## [WHAT YOU WILL DO]
Rewrite the records starting at the line containing "[point] statue's hind" and ending at the end of the records, replacing "dirt path" with "gravel path" and leaving everything else unchanged.

## [ENTRIES SUPPLIED]
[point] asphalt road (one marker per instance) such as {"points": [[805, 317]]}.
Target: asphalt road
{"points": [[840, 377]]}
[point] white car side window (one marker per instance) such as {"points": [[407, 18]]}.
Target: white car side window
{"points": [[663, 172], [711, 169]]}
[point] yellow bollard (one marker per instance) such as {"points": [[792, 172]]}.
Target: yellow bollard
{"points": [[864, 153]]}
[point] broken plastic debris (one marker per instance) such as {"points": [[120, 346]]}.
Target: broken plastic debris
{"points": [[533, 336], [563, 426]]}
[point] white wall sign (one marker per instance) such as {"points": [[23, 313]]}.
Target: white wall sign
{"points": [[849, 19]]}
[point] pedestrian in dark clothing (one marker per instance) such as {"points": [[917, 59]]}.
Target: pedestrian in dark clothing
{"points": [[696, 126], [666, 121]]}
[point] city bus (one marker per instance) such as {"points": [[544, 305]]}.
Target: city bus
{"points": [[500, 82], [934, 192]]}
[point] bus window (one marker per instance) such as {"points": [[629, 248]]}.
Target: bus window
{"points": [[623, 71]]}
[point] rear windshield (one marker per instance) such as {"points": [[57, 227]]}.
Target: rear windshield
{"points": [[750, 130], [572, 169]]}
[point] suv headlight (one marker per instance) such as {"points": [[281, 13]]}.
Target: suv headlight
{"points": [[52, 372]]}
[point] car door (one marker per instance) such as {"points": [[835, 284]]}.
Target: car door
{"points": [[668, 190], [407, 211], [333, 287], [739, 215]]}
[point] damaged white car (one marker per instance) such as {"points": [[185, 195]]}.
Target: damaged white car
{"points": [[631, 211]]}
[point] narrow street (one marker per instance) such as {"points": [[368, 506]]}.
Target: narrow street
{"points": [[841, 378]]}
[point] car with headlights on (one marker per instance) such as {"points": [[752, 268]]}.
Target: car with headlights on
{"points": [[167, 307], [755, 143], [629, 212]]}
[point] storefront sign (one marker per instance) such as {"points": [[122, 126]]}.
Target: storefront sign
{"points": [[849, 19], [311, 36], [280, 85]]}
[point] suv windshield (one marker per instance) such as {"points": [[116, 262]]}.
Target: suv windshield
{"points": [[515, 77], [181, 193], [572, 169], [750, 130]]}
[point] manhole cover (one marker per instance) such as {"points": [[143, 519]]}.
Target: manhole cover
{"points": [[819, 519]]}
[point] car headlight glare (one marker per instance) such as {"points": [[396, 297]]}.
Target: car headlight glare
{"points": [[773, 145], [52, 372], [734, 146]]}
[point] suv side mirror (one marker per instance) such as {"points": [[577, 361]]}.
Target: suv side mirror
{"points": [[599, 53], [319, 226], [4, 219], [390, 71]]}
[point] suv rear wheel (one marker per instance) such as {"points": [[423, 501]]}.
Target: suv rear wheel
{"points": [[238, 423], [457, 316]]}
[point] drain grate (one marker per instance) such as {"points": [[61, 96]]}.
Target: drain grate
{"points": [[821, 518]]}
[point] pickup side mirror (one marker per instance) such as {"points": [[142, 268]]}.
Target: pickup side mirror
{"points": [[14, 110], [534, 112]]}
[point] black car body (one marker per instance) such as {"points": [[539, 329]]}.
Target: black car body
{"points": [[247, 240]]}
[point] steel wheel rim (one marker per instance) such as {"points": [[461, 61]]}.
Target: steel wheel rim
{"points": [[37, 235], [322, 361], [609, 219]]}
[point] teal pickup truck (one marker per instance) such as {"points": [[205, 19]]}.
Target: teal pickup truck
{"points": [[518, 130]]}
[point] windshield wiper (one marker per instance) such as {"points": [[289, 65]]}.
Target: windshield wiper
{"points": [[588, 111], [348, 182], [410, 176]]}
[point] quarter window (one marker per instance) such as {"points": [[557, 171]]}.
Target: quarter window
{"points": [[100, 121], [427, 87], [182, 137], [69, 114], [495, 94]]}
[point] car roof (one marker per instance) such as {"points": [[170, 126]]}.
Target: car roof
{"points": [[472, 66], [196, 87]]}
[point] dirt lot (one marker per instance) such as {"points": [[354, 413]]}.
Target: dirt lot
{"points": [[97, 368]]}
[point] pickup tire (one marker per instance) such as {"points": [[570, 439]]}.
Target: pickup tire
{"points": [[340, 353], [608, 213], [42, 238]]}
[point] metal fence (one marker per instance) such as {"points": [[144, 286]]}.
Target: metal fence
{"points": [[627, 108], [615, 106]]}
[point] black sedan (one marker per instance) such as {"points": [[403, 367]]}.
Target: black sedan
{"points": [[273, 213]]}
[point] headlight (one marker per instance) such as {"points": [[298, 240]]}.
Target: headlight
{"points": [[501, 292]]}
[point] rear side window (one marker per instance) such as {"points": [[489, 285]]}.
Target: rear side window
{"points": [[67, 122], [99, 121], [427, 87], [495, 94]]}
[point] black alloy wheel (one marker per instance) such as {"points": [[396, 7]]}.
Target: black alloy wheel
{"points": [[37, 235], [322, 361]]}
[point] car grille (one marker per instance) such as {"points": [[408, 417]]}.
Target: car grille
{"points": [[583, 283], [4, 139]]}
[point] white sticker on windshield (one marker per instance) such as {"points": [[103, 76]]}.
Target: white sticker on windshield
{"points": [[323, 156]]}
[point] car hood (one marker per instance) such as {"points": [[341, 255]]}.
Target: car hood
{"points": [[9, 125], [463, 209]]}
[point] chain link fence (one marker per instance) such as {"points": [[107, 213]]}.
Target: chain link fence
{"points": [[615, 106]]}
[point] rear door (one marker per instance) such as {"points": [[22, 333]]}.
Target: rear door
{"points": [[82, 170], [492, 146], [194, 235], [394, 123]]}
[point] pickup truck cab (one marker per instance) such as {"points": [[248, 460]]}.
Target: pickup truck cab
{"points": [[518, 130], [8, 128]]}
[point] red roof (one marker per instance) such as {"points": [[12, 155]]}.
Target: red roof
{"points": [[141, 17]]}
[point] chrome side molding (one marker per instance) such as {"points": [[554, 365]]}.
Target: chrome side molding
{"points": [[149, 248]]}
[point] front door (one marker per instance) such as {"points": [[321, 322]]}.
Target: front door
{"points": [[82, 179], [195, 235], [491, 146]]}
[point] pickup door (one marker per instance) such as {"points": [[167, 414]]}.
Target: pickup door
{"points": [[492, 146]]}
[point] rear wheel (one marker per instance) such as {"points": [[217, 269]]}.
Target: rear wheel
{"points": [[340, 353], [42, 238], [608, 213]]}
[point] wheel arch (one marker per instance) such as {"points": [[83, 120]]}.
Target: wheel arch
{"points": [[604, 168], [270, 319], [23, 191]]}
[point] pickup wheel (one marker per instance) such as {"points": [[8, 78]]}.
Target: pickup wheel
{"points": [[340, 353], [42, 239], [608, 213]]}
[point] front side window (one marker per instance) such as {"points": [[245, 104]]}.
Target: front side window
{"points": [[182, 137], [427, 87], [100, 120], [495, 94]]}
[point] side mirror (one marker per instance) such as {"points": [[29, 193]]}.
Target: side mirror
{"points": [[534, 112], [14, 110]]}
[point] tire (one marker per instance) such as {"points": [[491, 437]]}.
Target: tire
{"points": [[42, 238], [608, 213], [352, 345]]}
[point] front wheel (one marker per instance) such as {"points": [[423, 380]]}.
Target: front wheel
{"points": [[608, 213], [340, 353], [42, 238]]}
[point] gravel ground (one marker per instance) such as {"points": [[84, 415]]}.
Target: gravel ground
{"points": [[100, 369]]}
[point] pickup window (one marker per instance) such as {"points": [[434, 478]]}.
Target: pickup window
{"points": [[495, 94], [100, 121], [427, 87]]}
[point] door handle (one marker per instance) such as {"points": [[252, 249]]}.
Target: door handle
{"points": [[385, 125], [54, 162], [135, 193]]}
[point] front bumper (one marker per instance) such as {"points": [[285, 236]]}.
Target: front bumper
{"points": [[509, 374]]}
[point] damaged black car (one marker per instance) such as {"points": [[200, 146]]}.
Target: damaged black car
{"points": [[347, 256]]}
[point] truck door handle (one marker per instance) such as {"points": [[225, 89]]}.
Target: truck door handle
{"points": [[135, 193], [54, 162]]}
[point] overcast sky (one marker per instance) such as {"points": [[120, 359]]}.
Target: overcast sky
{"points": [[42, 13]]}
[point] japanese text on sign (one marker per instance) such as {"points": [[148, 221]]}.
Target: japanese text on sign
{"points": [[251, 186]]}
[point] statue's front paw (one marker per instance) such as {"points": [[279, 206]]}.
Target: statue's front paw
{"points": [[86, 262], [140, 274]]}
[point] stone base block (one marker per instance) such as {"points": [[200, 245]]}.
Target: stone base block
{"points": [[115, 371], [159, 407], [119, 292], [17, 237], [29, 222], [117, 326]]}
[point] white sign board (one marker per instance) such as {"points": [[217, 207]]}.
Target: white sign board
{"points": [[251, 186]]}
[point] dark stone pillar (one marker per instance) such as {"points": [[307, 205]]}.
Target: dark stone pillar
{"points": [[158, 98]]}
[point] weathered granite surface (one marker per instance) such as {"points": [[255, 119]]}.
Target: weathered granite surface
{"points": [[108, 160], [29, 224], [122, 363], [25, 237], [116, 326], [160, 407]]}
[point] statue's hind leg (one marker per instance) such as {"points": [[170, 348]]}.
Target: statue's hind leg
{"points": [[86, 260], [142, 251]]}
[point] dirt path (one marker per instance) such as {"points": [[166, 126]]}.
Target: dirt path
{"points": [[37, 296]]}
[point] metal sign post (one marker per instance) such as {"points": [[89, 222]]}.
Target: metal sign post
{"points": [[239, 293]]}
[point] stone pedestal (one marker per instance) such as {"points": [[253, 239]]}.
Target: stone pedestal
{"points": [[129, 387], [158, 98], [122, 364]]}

## [CORRECT RESPONSE]
[point] statue's hind leg (one marker per instance) such as {"points": [[170, 348]]}.
Target: statue's hind leg
{"points": [[86, 260], [142, 251]]}
[point] gravel path (one marker per instance) such as {"points": [[166, 126]]}.
Target: gravel path
{"points": [[37, 296]]}
[point] metal sign post (one marker per instance) such as {"points": [[89, 222]]}.
Target: metal sign post
{"points": [[239, 293]]}
[point] stone pedestal (one marker per instance) such as {"points": [[253, 239]]}.
Target: stone pedestal
{"points": [[129, 387], [158, 98], [122, 364]]}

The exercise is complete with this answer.